Copy out the material below with "Annotate" swapped for "Label" everywhere it occurs, keeping every other character the same.

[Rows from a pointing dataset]
——

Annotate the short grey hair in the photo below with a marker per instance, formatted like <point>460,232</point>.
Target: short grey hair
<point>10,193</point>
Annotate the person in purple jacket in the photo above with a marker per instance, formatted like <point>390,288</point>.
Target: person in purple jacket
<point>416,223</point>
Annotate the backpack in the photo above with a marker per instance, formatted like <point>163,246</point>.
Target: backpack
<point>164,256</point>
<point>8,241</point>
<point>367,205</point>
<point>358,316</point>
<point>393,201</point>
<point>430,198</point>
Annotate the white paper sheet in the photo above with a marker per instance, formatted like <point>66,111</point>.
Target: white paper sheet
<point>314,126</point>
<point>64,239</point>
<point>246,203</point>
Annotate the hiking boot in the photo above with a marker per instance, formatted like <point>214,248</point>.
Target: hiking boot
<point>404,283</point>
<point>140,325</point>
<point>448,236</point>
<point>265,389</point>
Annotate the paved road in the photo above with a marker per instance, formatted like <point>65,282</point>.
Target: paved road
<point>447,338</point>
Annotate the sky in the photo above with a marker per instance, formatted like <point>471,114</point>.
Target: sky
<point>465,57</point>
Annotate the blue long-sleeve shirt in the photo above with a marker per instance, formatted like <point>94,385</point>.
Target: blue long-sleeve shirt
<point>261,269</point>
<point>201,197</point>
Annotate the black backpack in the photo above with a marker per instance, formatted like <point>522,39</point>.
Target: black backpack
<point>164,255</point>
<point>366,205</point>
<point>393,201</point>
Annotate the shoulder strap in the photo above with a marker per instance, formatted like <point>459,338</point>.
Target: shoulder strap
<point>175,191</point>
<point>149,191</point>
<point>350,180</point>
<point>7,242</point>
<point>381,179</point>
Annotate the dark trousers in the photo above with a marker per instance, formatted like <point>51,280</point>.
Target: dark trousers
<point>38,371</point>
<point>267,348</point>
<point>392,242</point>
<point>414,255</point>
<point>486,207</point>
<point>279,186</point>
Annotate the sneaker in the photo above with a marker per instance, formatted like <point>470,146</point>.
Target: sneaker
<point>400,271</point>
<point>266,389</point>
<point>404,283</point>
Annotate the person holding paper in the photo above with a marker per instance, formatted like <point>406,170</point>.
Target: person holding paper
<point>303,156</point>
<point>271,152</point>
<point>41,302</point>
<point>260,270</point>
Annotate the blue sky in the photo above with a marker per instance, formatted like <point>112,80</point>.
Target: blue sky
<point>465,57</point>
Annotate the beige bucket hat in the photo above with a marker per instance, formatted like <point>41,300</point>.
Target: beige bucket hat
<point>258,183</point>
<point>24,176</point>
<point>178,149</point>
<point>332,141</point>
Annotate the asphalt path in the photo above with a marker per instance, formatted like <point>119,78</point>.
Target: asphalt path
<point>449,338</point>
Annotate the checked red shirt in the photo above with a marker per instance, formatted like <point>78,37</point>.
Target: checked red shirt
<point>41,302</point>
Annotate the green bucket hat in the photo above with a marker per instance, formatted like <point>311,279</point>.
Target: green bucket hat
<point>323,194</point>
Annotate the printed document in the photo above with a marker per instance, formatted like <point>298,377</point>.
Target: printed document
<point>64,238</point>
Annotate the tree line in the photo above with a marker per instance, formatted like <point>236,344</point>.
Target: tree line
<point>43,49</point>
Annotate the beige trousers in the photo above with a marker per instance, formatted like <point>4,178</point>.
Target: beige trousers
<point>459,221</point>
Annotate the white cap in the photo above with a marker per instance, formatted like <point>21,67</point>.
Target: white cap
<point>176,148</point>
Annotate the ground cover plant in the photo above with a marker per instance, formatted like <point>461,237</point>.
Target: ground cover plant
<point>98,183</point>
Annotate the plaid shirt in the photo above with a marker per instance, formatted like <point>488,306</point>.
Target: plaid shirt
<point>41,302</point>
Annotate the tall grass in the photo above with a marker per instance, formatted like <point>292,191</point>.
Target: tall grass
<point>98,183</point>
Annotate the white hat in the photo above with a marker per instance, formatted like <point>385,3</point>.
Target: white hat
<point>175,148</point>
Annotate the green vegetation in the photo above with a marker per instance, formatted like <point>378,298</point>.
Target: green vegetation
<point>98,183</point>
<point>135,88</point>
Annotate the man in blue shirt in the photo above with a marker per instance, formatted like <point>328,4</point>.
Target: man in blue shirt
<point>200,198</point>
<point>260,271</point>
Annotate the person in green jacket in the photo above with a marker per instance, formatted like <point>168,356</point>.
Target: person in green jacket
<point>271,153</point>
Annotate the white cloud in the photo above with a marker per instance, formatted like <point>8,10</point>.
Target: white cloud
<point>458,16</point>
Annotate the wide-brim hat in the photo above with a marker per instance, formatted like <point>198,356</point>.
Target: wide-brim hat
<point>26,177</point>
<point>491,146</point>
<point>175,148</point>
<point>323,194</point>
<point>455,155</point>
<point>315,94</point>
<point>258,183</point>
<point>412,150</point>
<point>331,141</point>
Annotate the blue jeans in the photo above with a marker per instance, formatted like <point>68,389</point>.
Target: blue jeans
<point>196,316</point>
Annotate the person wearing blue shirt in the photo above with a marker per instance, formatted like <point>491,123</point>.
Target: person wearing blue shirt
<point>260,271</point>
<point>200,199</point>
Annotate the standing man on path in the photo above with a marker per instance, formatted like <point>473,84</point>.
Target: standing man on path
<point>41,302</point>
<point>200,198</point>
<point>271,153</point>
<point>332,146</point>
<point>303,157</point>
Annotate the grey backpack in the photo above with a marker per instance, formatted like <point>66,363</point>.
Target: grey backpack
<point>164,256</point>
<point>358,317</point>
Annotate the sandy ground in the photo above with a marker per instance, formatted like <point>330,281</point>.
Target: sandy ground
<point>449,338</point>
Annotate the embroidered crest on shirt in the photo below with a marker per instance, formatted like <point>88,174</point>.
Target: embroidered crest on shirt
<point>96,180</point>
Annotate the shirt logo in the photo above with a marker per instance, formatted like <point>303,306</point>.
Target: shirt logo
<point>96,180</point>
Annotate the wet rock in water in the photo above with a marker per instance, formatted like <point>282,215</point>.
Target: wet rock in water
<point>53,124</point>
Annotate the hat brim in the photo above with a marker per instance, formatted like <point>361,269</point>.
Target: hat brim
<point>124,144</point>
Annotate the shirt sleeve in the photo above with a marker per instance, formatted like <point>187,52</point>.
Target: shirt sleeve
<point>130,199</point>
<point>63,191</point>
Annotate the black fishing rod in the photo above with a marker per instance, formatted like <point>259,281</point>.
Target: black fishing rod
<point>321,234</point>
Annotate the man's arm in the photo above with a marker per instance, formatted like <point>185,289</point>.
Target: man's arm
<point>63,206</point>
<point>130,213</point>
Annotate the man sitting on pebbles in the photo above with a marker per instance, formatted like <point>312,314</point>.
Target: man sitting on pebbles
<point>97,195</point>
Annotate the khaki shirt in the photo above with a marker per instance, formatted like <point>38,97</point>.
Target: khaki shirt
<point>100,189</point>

——

> ANSWER FOR THE TASK:
Label the short grey hair in the photo below with a marker per instance, formatted like <point>460,232</point>.
Target: short grey hair
<point>10,193</point>
Label the person in purple jacket in the photo above with a marker per instance, formatted like <point>390,288</point>.
Target: person in purple jacket
<point>416,223</point>
Label the backpack in the photo above with a marker per instance, formatted like <point>163,246</point>.
Target: backpack
<point>164,256</point>
<point>8,241</point>
<point>367,205</point>
<point>358,316</point>
<point>393,201</point>
<point>430,198</point>
Label the white paper sheet in the photo above with a marker per instance, formatted like <point>66,111</point>.
Target: white paper sheet
<point>314,126</point>
<point>64,239</point>
<point>246,203</point>
Label the hiking boot in the photo above with a marker per instance, formatted like <point>214,248</point>.
Target: hiking boot
<point>404,283</point>
<point>140,325</point>
<point>448,236</point>
<point>265,389</point>
Label the paved road in the photo above with a marker per instance, formatted like <point>65,282</point>.
Target: paved road
<point>447,338</point>
Label the sky in the photo above with a marker per instance, formatted like <point>471,114</point>.
Target: sky
<point>465,57</point>
Label the blue long-sleeve shirt in the photo above with a marker per instance, formatted like <point>94,385</point>.
Target: blue long-sleeve shirt
<point>261,269</point>
<point>201,197</point>
Label the black backpack in the photo above with a marker per instance, formatted like <point>522,39</point>.
Target: black backpack
<point>164,255</point>
<point>366,205</point>
<point>393,201</point>
Label the shoulder strap in the photo above with a marker per instance, formatted like <point>459,338</point>.
Target: shoulder strap
<point>175,191</point>
<point>149,191</point>
<point>350,180</point>
<point>7,242</point>
<point>381,179</point>
Label the dark trousers in the photo above with a marker per instance, formatted like <point>51,280</point>.
Target: dark trousers
<point>38,371</point>
<point>267,348</point>
<point>392,242</point>
<point>414,255</point>
<point>486,207</point>
<point>279,186</point>
Label the sneaker in the photo above with a marker per instance, formatted like <point>470,146</point>.
Target: sneaker
<point>400,271</point>
<point>266,389</point>
<point>404,283</point>
Label the person holding paper in the photo above with a marker per instance, formatted like <point>406,170</point>.
Target: person holding paper
<point>303,156</point>
<point>271,152</point>
<point>41,302</point>
<point>260,270</point>
Label the blue sky in the photo above with a marker per instance, formatted like <point>112,80</point>.
Target: blue sky
<point>465,57</point>
Label the beige bucket hat in the photo above with a marker per instance, formatted like <point>41,300</point>.
Target: beige bucket hat
<point>258,183</point>
<point>24,176</point>
<point>178,149</point>
<point>332,141</point>
Label the asphalt path in the photo above with a marker per instance, formatted like <point>119,78</point>.
Target: asphalt path
<point>449,338</point>
Label the checked red shirt in the photo above with a marker per instance, formatted like <point>78,37</point>.
Target: checked red shirt
<point>41,302</point>
Label the green bucket hat in the photo above with a marker per instance, formatted like <point>311,279</point>.
Target: green bucket hat
<point>323,194</point>
Label the printed document in the photo above with a marker per instance, formatted like <point>298,377</point>.
Target: printed document
<point>64,238</point>
Label the tree line in the photo above with a marker per instance, formatted like <point>236,344</point>.
Target: tree line
<point>43,49</point>
Label the beige trousers in the photo above with a marker per instance, formatted like <point>4,178</point>.
Target: beige trousers
<point>459,221</point>
Label the white cap in the photo above with a marker per instance, formatted like <point>21,67</point>.
Target: white cap
<point>176,148</point>
Label the ground cover plant in the photo above with a marker per instance, formatted like <point>461,237</point>.
Target: ground cover plant
<point>98,183</point>
Label the plaid shirt in the photo above with a marker per instance, formatted like <point>488,306</point>.
Target: plaid shirt
<point>41,302</point>
Label the tall grass in the photo above with a marker per instance, formatted like <point>292,191</point>.
Target: tall grass
<point>98,183</point>
Label the white hat in the photo above with a marker per instance, formatted like <point>385,3</point>.
Target: white hat
<point>175,148</point>
Label the green vegetation in the photo above with a marker per instance, formatted like <point>378,298</point>.
Target: green vegetation
<point>98,183</point>
<point>135,88</point>
Label the man in blue shirt in the photo above with a marker per instance, formatted like <point>328,4</point>.
Target: man in blue shirt
<point>200,198</point>
<point>260,271</point>
Label the person in green jacket in the photo above with a marker per instance, formatted like <point>168,356</point>.
Target: person in green jacket
<point>271,153</point>
Label the white cloud in the photo above with a marker per instance, formatted like <point>8,10</point>.
Target: white cloud
<point>458,16</point>
Label the wide-brim hat in the photo above with a marker per instance, formatted like <point>198,356</point>.
Target: wide-brim hat
<point>26,177</point>
<point>491,146</point>
<point>175,148</point>
<point>323,194</point>
<point>455,155</point>
<point>315,94</point>
<point>258,183</point>
<point>412,150</point>
<point>331,141</point>
Label the blue jeans in the photo above with a marker per instance, formatted like <point>68,389</point>.
Target: blue jeans
<point>196,316</point>
Label the person wearing blue shirt in the photo above with a marker per instance, formatted like <point>491,123</point>.
Target: person wearing blue shirt
<point>260,271</point>
<point>200,199</point>
Label the standing man on path in the photo above with a marker per instance, formatted like <point>473,84</point>.
Target: standing man on path
<point>41,302</point>
<point>200,198</point>
<point>271,153</point>
<point>332,146</point>
<point>303,157</point>
Label the grey backpack in the photo above with a marker per instance, formatted like <point>66,363</point>.
Target: grey backpack
<point>164,256</point>
<point>358,317</point>
Label the sandy ground in the photo above with a marker per instance, formatted like <point>330,281</point>.
Target: sandy ground
<point>449,338</point>
Label the embroidered crest on shirt in the photo below with a marker per instance, formatted like <point>88,174</point>.
Target: embroidered crest on shirt
<point>96,180</point>
Label the shirt logo in the photo above with a marker per instance, formatted like <point>303,306</point>.
Target: shirt logo
<point>96,180</point>
Label the wet rock in water in the photo above with a marker per instance, formatted like <point>282,215</point>.
Target: wet rock in water
<point>53,124</point>
Label the hat brim in the photo above with a marker per instance, formatted like <point>361,269</point>.
Target: hat brim
<point>124,144</point>
Label the shirt sleeve in the photo above with a marker per instance, formatted like <point>187,52</point>.
Target: shirt sleeve
<point>130,199</point>
<point>63,191</point>
Label the black fishing rod in the photo above with a marker per instance, formatted like <point>259,281</point>.
Target: black fishing rod
<point>321,234</point>
Label the man's arm in the photo above with a marker per instance, formatted like <point>185,289</point>.
Target: man's arm
<point>63,206</point>
<point>130,213</point>
Label the man sitting on pebbles in the photo above with a marker per instance, formatted like <point>312,314</point>.
Target: man sitting on pebbles
<point>97,195</point>
Label the khaki shirt in the photo above with a marker per instance, formatted like <point>38,97</point>.
Target: khaki shirt
<point>100,189</point>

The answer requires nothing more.